━━━━━ Kaynak metin ━━━━━
"İçtihat Metni"
MAHKEMESİ :Asliye Hukuk Mahkemesi
SAYISI : 2020/238 E., 2023/414 K.
Mahkemece bozmaya uyularak verilen karar asıl ve birleşen davalı vekili tarafından temyiz edilmekle; kesinlik, süre, temyiz şartı ve diğer usul eksiklikleri yönünden yapılan ön inceleme sonucunda, temyiz dilekçesinin kabulüne karar verildikten ve Tetkik Hâkimi tarafından hazırlanan rapor dinlendikten sonra dosyadaki belgeler incelenip gereği düşünüldü:
I. DAVA
Davacı vekili; müvekkilinin davalı ile 23.08.2012 başlangıç ve 31.05.2014 bitiş tarihli profesyonel futbolcu transfer sözleşmesi imzaladığını, müvekkiline maç başı ücret alacağının ödenmediğini belirterek asıl dava dosyasında 2012/2013 sezonu için maçbaşı ücret alacağına karşılık müvekkiline iki adet senet verildiğini, verilen senetlerin ödenmediğini belirterek 31.10.2013 vade tarihli 65.850,00 TL'nin senet bedelinin vade tarihinden itibaren yasal faiziyle ve 31.12.2013 vade tarihli 65.850,00 tutarlı senede mahsuben yapılan 15.000,00 TL ödeme harici ödenmeyen 50.850,00 TL'nin vade tarihinden itibaren yasal faiziyle birlikte davalıdan tahsilini talep etmiş ve birleşen dava dosyasında ise 2013/2014 sezonu için ödenmeyen 204.600,00 TL maçbaşı ücret alacağının davalıdan dava tarihinden itibaren yasal faiziyle tahsiline karar verilmesini istemiştir.
━━━━━ Verilen kayıtlar ━━━━━
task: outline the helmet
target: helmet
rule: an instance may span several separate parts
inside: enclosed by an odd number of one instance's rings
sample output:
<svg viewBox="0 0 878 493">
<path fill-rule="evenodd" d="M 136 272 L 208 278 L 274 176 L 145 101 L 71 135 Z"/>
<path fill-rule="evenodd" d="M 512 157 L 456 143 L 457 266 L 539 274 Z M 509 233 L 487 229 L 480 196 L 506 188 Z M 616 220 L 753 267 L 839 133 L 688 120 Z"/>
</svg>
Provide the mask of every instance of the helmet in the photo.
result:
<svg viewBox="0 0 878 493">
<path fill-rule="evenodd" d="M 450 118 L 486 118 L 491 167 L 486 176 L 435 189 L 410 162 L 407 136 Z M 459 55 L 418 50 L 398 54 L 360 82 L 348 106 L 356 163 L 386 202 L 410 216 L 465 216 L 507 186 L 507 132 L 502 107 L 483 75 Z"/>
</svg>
━━━━━
→ **Verilen görevler**:
- A) Metindeki "Davacı vekili; müvekkilinin davalı ile" diye başlayan paragrafı, ana bilgileri koruyarak kısa bir madde listesine çevir.
- B) Blok 1'deki kayıtların bütün satırlarını, boş satırları atlayarak numaralı bir liste olarak ver.
Metinle kayıtlar arasında hiçbir bağlantı yok.

→ **Tamamlanan çalışma**:
- A)
- Davacı, davalıyla 23.08.2012 başlangıç ve 31.05.2014 bitiş tarihli profesyonel futbolcu transfer sözleşmesi imzalamıştır.
- Maç başı ücret alacağı ödenmemiştir.
- Asıl dava: 2012/2013 sezonunun maç başı ücreti için davacıya iki senet verilmiş, ancak bu senetler ödenmemiştir.
  - 31.10.2013 vadeli 65.850,00 TL'lik senet bedelinin vade tarihinden itibaren yasal faiziyle tahsili istenmiştir.
  - 31.12.2013 vadeli 65.850,00 tutarlı senede karşılık 15.000,00 TL ödenmiştir. Ödenmeyen 50.850,00 TL'nin vade tarihinden itibaren yasal faiziyle tahsili istenmiştir.
- Birleşen dava: 2013/2014 sezonu için ödenmeyen 204.600,00 TL maç başı ücret alacağının dava tarihinden itibaren yasal faiziyle tahsili istenmiştir.

- B)
1. task: outline the helmet
2. target: helmet
3. rule: an instance may span several separate parts
4. inside: enclosed by an odd number of one instance's rings
5. sample output:
6. <svg viewBox="0 0 878 493">
7. <path fill-rule="evenodd" d="M 136 272 L 208 278 L 274 176 L 145 101 L 71 135 Z"/>
8. <path fill-rule="evenodd" d="M 512 157 L 456 143 L 457 266 L 539 274 Z M 509 233 L 487 229 L 480 196 L 506 188 Z M 616 220 L 753 267 L 839 133 L 688 120 Z"/>
9. </svg>
10. Provide the mask of every instance of the helmet in the photo.
11. result:
12. <svg viewBox="0 0 878 493">
13. <path fill-rule="evenodd" d="M 450 118 L 486 118 L 491 167 L 486 176 L 435 189 L 410 162 L 407 136 Z M 459 55 L 418 50 L 398 54 L 360 82 L 348 106 L 356 163 L 386 202 L 410 216 L 465 216 L 507 186 L 507 132 L 502 107 L 483 75 Z"/>
14. </svg>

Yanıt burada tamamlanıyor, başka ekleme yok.